[Material for this task Boundary: Start]

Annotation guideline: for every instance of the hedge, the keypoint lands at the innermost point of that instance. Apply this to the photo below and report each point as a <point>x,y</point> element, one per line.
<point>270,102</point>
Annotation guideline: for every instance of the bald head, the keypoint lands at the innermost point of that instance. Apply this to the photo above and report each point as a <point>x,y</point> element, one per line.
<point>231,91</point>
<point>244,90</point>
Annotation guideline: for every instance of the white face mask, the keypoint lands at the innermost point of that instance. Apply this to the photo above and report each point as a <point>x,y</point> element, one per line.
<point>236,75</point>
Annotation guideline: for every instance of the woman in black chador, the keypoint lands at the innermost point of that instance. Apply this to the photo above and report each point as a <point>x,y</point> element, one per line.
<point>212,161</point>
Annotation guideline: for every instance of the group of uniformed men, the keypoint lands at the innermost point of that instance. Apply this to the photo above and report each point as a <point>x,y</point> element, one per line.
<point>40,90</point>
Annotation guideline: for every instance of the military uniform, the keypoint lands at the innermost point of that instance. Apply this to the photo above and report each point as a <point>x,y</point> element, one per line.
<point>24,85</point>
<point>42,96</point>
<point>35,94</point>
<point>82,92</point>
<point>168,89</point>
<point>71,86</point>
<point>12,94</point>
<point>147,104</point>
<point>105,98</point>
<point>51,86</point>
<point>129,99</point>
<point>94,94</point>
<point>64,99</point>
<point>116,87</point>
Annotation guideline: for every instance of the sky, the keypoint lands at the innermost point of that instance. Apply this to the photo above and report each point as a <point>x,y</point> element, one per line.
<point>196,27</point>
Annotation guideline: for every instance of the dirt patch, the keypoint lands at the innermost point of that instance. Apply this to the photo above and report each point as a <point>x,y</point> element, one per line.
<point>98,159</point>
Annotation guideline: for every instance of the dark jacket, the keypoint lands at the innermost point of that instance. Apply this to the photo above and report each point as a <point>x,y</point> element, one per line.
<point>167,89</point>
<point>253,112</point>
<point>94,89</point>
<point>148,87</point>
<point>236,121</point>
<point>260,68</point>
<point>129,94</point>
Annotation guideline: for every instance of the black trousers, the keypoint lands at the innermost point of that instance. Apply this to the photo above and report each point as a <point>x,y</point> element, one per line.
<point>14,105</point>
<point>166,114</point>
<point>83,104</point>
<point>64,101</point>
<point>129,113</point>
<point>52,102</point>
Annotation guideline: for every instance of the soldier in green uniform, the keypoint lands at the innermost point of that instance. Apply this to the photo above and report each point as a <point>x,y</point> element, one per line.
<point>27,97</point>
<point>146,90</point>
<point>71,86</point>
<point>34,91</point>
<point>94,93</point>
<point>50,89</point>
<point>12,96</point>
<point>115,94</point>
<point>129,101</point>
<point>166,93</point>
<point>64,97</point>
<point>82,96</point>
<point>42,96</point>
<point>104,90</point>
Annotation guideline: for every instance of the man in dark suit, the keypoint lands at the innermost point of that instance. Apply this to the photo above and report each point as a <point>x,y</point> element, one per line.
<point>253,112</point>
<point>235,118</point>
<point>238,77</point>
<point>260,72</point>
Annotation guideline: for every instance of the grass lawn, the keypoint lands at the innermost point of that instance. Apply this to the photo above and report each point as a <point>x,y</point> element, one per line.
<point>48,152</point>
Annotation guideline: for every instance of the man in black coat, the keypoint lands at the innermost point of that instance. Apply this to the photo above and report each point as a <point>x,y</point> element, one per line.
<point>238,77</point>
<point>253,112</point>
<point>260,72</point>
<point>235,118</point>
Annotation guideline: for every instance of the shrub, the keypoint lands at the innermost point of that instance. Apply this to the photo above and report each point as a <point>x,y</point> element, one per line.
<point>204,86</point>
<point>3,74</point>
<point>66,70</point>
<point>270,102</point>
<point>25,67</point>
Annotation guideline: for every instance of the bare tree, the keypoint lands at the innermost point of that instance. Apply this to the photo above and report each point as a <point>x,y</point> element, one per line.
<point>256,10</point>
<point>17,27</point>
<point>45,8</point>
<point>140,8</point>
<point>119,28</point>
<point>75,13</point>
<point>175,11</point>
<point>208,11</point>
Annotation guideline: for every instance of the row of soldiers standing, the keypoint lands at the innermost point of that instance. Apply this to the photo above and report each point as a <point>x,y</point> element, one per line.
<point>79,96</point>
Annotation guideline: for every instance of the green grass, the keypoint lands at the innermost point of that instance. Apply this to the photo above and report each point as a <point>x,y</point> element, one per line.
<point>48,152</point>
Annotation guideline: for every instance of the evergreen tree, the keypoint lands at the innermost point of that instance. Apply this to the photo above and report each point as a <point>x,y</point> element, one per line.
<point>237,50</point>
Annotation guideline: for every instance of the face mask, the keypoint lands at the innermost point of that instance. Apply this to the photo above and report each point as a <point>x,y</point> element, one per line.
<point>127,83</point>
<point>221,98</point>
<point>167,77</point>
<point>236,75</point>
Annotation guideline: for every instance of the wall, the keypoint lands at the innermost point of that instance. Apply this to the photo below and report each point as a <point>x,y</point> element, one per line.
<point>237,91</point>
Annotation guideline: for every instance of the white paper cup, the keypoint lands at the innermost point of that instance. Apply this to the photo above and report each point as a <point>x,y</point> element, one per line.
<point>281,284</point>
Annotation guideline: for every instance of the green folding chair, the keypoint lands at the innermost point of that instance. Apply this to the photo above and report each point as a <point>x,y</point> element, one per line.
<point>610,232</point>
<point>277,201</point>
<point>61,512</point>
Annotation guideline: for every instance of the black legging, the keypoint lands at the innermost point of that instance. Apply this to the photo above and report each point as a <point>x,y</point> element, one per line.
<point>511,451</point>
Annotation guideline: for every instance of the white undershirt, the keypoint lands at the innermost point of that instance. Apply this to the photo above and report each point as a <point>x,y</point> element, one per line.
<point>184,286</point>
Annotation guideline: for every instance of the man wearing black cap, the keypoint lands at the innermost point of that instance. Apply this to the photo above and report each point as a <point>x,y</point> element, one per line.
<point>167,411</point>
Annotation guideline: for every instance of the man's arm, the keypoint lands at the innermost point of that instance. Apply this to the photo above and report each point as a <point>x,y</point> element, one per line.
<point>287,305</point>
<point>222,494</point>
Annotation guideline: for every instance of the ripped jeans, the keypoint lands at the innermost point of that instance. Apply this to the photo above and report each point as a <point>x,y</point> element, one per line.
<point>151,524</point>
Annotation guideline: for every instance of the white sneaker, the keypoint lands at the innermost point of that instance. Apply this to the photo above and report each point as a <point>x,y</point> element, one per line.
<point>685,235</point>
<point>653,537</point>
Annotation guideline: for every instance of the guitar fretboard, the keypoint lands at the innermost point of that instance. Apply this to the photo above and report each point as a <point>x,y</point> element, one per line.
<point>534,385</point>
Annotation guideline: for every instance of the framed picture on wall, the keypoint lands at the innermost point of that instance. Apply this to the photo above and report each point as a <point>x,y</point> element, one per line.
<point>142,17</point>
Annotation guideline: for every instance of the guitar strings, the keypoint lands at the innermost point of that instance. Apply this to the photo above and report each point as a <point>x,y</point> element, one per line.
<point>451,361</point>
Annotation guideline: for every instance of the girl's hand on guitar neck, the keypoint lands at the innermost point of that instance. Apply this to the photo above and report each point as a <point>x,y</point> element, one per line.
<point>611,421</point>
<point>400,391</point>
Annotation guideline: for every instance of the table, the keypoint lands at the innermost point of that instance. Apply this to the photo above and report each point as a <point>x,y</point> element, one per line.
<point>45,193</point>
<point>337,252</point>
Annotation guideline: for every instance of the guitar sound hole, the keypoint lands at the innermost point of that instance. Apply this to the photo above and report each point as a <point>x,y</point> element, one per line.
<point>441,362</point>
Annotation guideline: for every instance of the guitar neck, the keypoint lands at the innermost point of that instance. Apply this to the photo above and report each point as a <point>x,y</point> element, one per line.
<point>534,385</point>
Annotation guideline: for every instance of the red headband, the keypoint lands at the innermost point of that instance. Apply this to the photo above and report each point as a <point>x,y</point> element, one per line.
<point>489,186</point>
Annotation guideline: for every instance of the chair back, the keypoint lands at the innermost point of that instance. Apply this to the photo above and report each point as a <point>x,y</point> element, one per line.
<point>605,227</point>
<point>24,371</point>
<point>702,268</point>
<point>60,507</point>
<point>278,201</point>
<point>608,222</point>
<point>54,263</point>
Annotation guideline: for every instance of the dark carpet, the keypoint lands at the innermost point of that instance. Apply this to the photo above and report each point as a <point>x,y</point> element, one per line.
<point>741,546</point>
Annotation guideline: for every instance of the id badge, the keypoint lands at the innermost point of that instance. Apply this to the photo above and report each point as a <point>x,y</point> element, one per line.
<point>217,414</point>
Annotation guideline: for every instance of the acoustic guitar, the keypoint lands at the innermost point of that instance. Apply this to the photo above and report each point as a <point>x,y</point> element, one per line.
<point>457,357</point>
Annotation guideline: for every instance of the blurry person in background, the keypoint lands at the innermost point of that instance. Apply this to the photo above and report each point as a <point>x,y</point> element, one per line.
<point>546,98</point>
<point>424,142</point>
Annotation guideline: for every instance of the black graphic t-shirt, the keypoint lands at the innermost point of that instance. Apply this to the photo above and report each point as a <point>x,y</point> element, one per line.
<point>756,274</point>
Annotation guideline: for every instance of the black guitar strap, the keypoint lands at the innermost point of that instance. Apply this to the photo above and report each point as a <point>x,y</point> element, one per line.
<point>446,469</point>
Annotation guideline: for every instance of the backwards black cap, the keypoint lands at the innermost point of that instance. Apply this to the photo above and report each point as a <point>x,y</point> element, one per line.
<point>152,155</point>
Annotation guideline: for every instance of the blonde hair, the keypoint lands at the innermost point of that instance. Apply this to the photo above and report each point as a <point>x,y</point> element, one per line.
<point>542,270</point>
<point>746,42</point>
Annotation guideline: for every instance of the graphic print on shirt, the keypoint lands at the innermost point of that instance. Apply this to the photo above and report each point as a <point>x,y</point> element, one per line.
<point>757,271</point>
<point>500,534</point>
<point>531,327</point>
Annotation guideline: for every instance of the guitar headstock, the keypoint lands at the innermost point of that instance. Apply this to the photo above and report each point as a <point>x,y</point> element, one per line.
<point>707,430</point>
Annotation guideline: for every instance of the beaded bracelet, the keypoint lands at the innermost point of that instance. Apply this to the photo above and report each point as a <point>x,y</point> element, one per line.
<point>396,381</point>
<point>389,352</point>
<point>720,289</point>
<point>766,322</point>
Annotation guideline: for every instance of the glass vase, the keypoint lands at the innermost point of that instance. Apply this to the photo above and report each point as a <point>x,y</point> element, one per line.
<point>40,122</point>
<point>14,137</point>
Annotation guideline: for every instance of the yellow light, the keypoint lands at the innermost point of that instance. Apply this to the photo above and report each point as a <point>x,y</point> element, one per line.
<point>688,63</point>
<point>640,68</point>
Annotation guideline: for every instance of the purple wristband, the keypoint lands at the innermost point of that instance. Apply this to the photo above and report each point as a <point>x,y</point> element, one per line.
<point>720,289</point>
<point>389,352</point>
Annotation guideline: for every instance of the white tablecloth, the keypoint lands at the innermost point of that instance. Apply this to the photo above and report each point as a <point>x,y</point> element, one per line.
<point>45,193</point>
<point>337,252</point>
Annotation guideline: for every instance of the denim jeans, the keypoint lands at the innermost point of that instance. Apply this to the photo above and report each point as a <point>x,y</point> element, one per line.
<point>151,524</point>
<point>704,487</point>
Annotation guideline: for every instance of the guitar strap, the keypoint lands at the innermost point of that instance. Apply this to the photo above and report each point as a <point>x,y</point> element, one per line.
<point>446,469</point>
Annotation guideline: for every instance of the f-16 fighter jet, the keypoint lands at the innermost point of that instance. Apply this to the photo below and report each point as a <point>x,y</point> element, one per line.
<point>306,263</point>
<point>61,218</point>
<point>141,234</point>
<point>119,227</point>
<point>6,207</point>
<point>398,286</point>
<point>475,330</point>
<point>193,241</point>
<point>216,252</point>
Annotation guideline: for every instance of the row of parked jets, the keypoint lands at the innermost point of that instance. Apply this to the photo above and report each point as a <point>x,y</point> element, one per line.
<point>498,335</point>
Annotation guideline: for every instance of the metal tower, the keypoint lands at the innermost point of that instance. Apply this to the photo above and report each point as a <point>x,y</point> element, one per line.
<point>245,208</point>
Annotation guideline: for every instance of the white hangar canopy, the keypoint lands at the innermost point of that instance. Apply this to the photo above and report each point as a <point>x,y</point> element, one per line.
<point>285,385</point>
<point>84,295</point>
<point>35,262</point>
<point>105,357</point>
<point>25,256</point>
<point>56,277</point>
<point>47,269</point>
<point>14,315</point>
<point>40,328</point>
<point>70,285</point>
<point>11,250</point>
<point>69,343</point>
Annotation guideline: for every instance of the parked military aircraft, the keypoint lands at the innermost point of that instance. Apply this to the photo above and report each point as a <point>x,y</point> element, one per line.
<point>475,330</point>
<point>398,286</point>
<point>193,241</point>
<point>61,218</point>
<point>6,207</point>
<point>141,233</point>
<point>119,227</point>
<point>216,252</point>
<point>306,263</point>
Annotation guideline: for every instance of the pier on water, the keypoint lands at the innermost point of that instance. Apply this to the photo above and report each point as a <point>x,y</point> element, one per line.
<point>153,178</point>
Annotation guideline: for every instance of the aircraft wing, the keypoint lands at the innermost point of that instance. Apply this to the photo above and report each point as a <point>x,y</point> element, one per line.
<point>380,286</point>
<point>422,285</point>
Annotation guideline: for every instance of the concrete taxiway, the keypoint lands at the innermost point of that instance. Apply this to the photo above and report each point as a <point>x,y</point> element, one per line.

[Material for this task Boundary: End]

_About this exercise_:
Write out exactly the lines from the one with "Annotation guideline: for every instance of the metal" through the end of the records above, both ends included, and leave out all other lines.

_Answer for this exercise_:
Annotation guideline: for every instance of the metal tower, the keypoint lands at the innermost point of that instance. Apply this to the photo above and report each point as a <point>x,y</point> element, one per line.
<point>245,208</point>
Annotation guideline: for every instance of the white hangar canopy, the keypoint lands at the innermost point of that instance. Apply this to the photo above and report each point as a <point>x,y</point> element, one per line.
<point>285,385</point>
<point>84,295</point>
<point>35,262</point>
<point>105,357</point>
<point>25,256</point>
<point>56,277</point>
<point>47,269</point>
<point>14,315</point>
<point>40,328</point>
<point>70,285</point>
<point>11,250</point>
<point>69,343</point>
Annotation guideline: for every instance of the parked military aircraft, the keypoint lands at the innermost point of that instance. Apply this to the photo above and report each point as a <point>x,y</point> element, one per line.
<point>475,330</point>
<point>398,286</point>
<point>193,241</point>
<point>61,218</point>
<point>6,207</point>
<point>141,233</point>
<point>119,227</point>
<point>216,252</point>
<point>306,263</point>
Annotation guideline: for every instance of the pier on water, the keypoint lands at the innermost point of that instance. Apply this to the photo above and report each point as a <point>x,y</point> element, one per line.
<point>153,178</point>
Annotation guideline: for every instance of the aircraft wing, the keypoint lands at the innermost point of that instance. Apply this to the photo above and report each point as a <point>x,y</point> element, one per line.
<point>380,286</point>
<point>422,285</point>
Annotation guideline: for every instance of the concrete taxiway, the keypoint lands at the innermost point of that instance. Apply this to the photo above and report each point as a <point>x,y</point> element, one per line.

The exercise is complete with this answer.